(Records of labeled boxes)
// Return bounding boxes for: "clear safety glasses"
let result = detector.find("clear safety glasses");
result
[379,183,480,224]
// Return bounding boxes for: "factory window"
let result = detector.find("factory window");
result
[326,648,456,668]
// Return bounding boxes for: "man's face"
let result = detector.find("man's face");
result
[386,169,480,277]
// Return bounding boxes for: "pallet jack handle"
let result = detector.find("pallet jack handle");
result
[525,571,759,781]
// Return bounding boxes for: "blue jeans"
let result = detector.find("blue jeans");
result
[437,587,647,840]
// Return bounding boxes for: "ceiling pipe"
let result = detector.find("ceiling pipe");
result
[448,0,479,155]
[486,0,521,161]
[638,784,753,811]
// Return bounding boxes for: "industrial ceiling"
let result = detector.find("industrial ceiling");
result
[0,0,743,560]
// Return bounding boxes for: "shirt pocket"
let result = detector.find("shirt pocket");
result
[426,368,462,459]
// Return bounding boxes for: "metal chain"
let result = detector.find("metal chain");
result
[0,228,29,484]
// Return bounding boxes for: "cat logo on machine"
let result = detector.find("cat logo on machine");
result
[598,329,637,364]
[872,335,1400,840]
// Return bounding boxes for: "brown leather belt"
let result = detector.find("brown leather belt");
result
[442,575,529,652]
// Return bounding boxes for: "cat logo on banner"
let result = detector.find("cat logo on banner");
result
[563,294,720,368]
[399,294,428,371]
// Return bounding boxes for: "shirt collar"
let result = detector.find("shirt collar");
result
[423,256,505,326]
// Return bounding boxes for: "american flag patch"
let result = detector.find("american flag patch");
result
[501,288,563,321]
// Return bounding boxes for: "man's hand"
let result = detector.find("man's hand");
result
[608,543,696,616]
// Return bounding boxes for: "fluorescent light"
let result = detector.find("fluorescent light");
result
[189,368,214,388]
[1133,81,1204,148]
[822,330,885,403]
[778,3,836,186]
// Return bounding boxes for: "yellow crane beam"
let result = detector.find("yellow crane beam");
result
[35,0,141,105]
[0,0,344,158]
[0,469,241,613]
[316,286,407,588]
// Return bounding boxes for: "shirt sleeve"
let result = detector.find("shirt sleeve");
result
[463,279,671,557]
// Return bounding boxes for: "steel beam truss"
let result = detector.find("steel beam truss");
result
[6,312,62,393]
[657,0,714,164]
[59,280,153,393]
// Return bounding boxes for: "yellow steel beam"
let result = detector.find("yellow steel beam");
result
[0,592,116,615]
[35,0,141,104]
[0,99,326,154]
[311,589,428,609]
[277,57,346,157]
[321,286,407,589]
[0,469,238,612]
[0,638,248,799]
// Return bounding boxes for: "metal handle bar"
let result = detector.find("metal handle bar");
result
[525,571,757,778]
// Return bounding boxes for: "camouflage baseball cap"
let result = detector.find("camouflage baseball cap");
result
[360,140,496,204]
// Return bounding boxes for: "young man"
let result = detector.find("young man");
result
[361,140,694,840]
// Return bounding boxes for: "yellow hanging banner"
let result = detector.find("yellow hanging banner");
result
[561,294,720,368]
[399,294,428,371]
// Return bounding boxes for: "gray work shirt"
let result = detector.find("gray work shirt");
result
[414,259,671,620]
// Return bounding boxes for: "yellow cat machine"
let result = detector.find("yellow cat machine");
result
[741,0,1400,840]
--
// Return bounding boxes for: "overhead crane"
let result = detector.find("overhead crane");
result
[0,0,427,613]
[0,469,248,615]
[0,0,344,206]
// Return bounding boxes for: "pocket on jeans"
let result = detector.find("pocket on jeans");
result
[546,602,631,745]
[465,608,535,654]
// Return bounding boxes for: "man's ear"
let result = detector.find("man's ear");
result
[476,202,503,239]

§ EXERCISE AIM
Locate every line in the items that contains the string "american" and copy each of those lines. Case counts.

§ THE RESULT
// Return bounding boxes for: "american flag patch"
let result = detector.find("american flag patch");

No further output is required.